[Date Prev][Date Next][Thread Prev][Thread Next][Date Index][Thread Index]
Re: BUG in sort --numeric-sort --unique
From: |
Kaz Kylheku (Coreutils) |
Subject: |
Re: BUG in sort --numeric-sort --unique |
Date: |
Thu, 13 Feb 2020 15:32:35 -0800 |
User-agent: |
Roundcube Webmail/0.9.2 |
On 2020-02-13 14:00, Stefano Pederzani wrote:
In fact, separating the parameters:
# cat controllareARCHIVIO_2020/02/controllare20200213.txt | sort -u |
sort -n | wc -l
1262
we workaround the bug.
My own experiment shows confirms things to be reasonable.
When -n and -u are combined, then uniqueness is based no numeric
equivalence. Since numeric equivalence is weaker, de-duplication
based on numeric equivalence can cull out more records than
de-duplication based on textual equivalence.
$ printf "0\n00\n000\n" | sort -u
0
00
000
$ printf "0\n00\n000\n" | sort -n
0
00
000
$ printf "0\n00\n000\n" | sort -nu
0
$ printf "0\n00\n000\n" | sort -n | sort -u
0
00
000
$ printf "0\n00\n000\n" | sort -u | sort -n
0
00
000
As you can see, sort -nu is not equivalent to any combination
of sort -n and sort -u. sort -nu has de-duplicated a file of
different "spellings" of zero down to a single entry.

■ WRITTEN PROBLEM A
Decide whether each statement agrees with the reply about sort -nu: (i) de-duplicating by numeric equivalence can remove more records than de-duplicating by textual equivalence; (ii) sort -nu produces the same result as running sort -n and then sort -u; (iii) sort -nu reduced the different spellings of zero to one entry. Answer yes or no for each, and quote the deciding words of the reply.
■ WRITTEN PROBLEM B
Copy a part of the reply about sort -nu word for word, beginning at the words that have "My own experiment" and stopping after "on textual equivalence.".
The data after this point is separate from the reply about sort -nu.

■ ENTRIES SUPPLIED
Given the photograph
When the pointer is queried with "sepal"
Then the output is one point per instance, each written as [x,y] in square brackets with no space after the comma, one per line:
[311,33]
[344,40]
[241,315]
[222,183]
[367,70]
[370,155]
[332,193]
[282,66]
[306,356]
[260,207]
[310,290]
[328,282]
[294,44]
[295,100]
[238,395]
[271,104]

■ CORRECT OUTPUT A
(i) Yes: "de-duplication based on numeric equivalence can cull out more records than de-duplication based on textual equivalence"
(ii) No: "sort -nu is not equivalent to any combination of sort -n and sort -u"
(iii) Yes: "sort -nu has de-duplicated a file of different "spellings" of zero down to a single entry"

■ CORRECT OUTPUT B
My own experiment shows confirms things to be reasonable.
When -n and -u are combined, then uniqueness is based no numeric
equivalence. Since numeric equivalence is weaker, de-duplication
based on numeric equivalence can cull out more records than
de-duplication based on textual equivalence.